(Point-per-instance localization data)
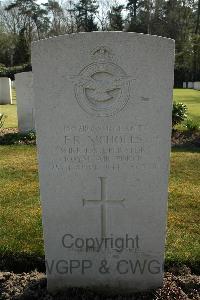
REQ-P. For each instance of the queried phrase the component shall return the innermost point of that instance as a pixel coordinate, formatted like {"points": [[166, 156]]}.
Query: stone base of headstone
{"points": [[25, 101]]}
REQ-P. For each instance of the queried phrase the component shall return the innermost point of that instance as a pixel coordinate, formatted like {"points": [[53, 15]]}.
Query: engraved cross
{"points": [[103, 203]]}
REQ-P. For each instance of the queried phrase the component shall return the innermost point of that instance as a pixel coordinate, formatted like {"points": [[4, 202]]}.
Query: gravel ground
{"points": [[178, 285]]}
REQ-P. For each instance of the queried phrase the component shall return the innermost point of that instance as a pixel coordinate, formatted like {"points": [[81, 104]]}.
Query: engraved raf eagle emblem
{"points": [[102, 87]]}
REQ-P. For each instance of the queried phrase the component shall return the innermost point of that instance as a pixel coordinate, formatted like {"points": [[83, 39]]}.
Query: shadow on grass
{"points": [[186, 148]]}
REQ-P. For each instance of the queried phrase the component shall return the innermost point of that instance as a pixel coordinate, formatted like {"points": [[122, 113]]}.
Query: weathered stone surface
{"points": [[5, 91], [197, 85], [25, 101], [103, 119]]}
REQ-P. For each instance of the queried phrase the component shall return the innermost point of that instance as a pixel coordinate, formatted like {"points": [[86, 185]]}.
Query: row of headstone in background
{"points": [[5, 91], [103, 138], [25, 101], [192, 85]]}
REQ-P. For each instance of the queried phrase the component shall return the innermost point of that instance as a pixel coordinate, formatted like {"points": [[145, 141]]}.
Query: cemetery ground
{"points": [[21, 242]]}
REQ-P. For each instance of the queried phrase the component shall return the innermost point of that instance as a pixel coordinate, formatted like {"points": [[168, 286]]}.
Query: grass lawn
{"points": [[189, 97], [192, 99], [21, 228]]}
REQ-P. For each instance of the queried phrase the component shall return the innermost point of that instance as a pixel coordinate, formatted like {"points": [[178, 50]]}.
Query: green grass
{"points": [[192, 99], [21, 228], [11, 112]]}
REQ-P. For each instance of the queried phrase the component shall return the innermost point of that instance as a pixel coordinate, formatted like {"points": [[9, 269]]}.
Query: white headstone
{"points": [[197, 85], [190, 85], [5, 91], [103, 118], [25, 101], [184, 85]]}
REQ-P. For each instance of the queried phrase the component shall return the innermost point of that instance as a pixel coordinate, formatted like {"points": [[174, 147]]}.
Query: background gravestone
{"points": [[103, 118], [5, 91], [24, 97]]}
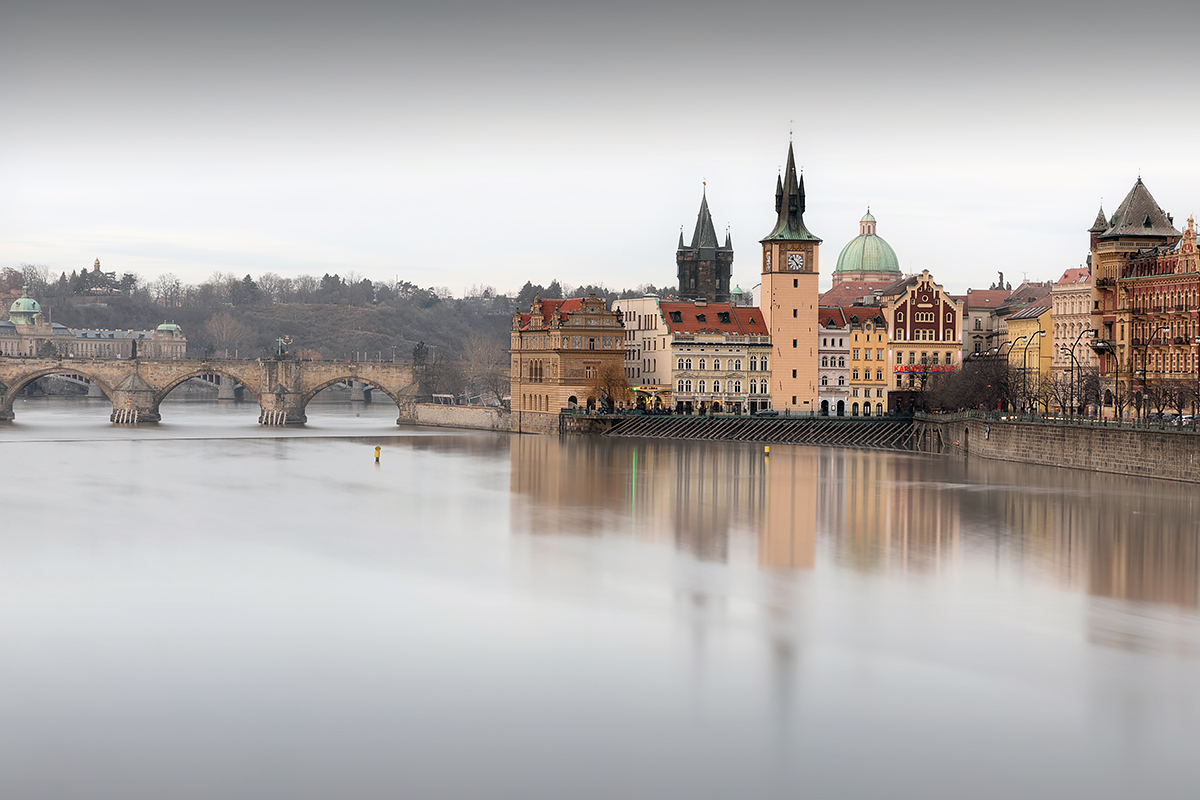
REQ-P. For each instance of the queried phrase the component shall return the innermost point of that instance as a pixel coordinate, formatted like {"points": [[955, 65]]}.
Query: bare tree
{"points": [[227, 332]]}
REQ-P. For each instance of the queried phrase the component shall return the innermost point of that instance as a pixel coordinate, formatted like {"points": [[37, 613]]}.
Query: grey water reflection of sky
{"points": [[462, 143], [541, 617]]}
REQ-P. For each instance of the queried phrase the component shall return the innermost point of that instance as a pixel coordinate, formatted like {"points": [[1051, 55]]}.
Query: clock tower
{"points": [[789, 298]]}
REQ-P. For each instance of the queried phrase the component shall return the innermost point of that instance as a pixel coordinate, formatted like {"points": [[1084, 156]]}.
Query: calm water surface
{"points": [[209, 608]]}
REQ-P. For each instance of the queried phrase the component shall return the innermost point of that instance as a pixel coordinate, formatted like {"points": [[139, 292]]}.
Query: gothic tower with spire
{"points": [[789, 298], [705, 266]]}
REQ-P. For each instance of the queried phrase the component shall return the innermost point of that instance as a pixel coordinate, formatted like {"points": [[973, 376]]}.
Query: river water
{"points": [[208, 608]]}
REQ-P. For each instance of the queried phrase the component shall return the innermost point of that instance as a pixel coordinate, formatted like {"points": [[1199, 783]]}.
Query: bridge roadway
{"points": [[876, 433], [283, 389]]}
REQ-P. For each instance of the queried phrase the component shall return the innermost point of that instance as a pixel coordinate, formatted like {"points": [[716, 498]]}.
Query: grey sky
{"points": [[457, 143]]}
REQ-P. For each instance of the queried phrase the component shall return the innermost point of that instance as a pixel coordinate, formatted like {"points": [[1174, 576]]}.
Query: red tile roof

> **WHAT THE TASK REQUIRES**: A word-for-word copy of the records is needed, one that contains no pictures.

> **EXPECTED OUTPUT**:
REQ-P. For each instance of the queried phrase the component shall return the innermost point of that instance as a pixel coordinate, formatted like {"points": [[166, 156]]}.
Query: stone base of headstone
{"points": [[25, 101]]}
REQ-P. For each instance of the queried phrase the component shall return the innermost point of that instance as a pixel coordinate, formatted like {"points": [[53, 15]]}.
Query: engraved cross
{"points": [[103, 203]]}
REQ-P. For each instance of the queried phrase the component shall return the innermost point of that instance as a pixel coordinate, formatted like {"points": [[4, 202]]}.
Query: gravel ground
{"points": [[178, 285]]}
REQ-P. For each instance of the queried phrase the component shall return the innermost point of that instance as a pixel coordinate, formatted like {"points": [[81, 104]]}.
Query: engraved raf eagle emblem
{"points": [[102, 87]]}
REQ-P. For each instance of the queried phrase the component shall return the innermost point of that instance as a pixel coordinate, formatted like {"points": [[83, 39]]}.
Query: shadow on grass
{"points": [[186, 148]]}
REQ-P. For each instance of the queried phrase the component shall return the innermost point of that instance as a pixel coordinate, formatted like {"points": [[122, 113]]}.
Query: weathered stone surface
{"points": [[5, 91], [197, 85], [25, 101], [103, 119]]}
REQ-P. For each instance of the queried phrase the component shall return the innermost point of that instance as a pixel coordinate, formatted like {"points": [[86, 185]]}.
Query: row of headstone in background
{"points": [[5, 91], [103, 138], [25, 101], [192, 85]]}
REQ-P. For each instance of the queried phrase the component shall return the innermost point of that instance as a pixel coordinate, formatted like {"points": [[145, 141]]}.
Query: cemetery ground
{"points": [[21, 242]]}
REQ-P. For each instance of the queried phrase the component shall return the innermost point of that instance as a pixel coordinate, formatted like {"points": [[168, 286]]}.
Query: grass lawn
{"points": [[189, 97], [192, 99], [21, 228]]}
REQ-P. For each instance of the queried phrase the component shall return the innermost point of that instance as a pixel coordinate, formatted like {"points": [[178, 50]]}.
Query: green grass
{"points": [[192, 99], [21, 228], [11, 112]]}
REQ-P. For each instance of the queried phrase the component shall return the innermost point of that instance as a pixel coordinate, formatted like {"points": [[9, 269]]}.
Query: white headstone
{"points": [[197, 85], [190, 85], [5, 91], [103, 118], [25, 101], [184, 85]]}
REQ-P. For each instance of the queried phrase the component shall return the innermost point of that instance as a pixel coordinate, formatted like {"points": [[174, 147]]}.
Query: background gravestone
{"points": [[103, 118], [5, 91], [24, 97]]}
REQ-P. For each instance of the queried phrase the component shall return the innermost point of that instance as a pixel coordinate, formatted like {"points": [[955, 65]]}.
Query: bare tree
{"points": [[227, 332]]}
REQ-P. For each instance of the queried phrase the component shall return the innermost point of that instance as a pixel coordinate, formatted like {"points": [[37, 613]]}.
Query: grey water reflection of sky
{"points": [[462, 143], [541, 617]]}
REQ-P. For each instance of the queried phrase the component shall return the innermost point of that instance as a pixel coordinate, formatted like {"points": [[1051, 55]]}.
Query: clock tower
{"points": [[789, 298]]}
REQ-P. For each instance of the queried phrase the component shall return the innermost point of that instance as a pixel coordinate, formatted like {"points": [[1084, 156]]}.
Query: calm water surface
{"points": [[209, 608]]}
REQ-P. For each instance of the queried phrase the component shall return the innermost point of that instance as a pixel coordinate, formatted like {"points": [[139, 292]]}.
Query: gothic tower with spire
{"points": [[789, 298], [705, 266]]}
REQ-P. For each instance of the queried phrase the component shall return the innermost point of that instance as a pixel coordinate, formatted like {"points": [[973, 376]]}.
Query: river water
{"points": [[208, 608]]}
REQ-P. For each instance of the queried phrase the component shall return the innermost point of that instance as a pixel coordinate, formatted like {"points": [[1199, 783]]}.
Query: bridge roadway
{"points": [[876, 433], [283, 389]]}
REQ-P. For each instance of the queried phrase the component shall return the innermost point of that instance as a pixel coordinate, formatted like {"points": [[716, 498]]}.
Query: grey sky
{"points": [[457, 143]]}
REQ-P. For each instance of the queried phrase the component shall return the innermost point of that instance as a pixel coordinate, formatted like {"points": [[1174, 576]]}.
Query: red tile roof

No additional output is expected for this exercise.